━━ Testo fornito ━━

Il papa americano

Non può che colpire l’elezione del primo Papa statunitense e nordamericano. E non può non indurre a collegarla alle dinamiche politiche degli Stati Uniti, a Donald Trump e quelle che sono state – negli anni del pontificato di Francesco – le frequenti tensioni tra la Chiesa e il Presidente statunitense. Su questo bisogna fare ovviamente molta attenzione, che nella scelta di un Papa pesano una pluralità di fattori e variabili, molti dei quali tutti interni alla Chiesa stessa. Fatta questa banale premessa, cosa può dirci questa elezione se la analizziamo da un osservatorio americano? Tre paiono essere le possibili risposte.

La prima è che no, non si tratta di una vittoria di Donald Trump, per quanto egli cercherà in qualche modo d’intascarsela presentandola come esempio ulteriore di un’America capace sotto la sua guida di tornare finalmente “grande”. Il primo discorso di Leone XIV ce lo ha in qualche modo indicato, con l’enfasi fortissima sulla necessità del dialogo e dell’unità, con il ricorso frequente alla metafora dei ponti da costruire, preservare e rafforzare. E d’altronde su una molteplicità di temi importanti, a partire da quello dei migranti, Robert Francis Prevost si pone in evidente continuità con Francesco, che ieri ha menzionato con affetto e in modo tutt’altro che formale. I vaticanisti lo presentano sì come uomo pragmatico e concreto, ma anche come figura assai distante dal conservatorismo di alcuni pezzi delle gerarchie cattoliche d’oltreoceano.

━━━
━━ Dati registrati ━━

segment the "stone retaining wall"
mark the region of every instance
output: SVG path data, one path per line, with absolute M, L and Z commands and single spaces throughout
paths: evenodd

━━━

Consegna
Riscrivi in forma di elenco puntato il paragrafo del testo fornito che inizia con «La prima è che no», conservandone i fatti principali. Le righe sono materiale a sé, distinto dal testo fornito.

Risposta
- L'elezione non è una vittoria di Donald Trump, anche se lui cercherà di attribuirsela come prova di un'America tornata "grande" sotto la sua guida.
- Lo suggerisce il primo discorso di Leone XIV, che ha insistito molto su dialogo e unità e ha usato spesso la metafora dei ponti da costruire, preservare e rafforzare.
- Su molti temi importanti, a partire dai migranti, Robert Francis Prevost è in evidente continuità con Francesco, che ha ricordato con affetto e in modo tutt'altro che formale.
- I vaticanisti lo descrivono come un uomo pragmatico e concreto, ma molto distante dal conservatorismo di alcune parti delle gerarchie cattoliche d'oltreoceano.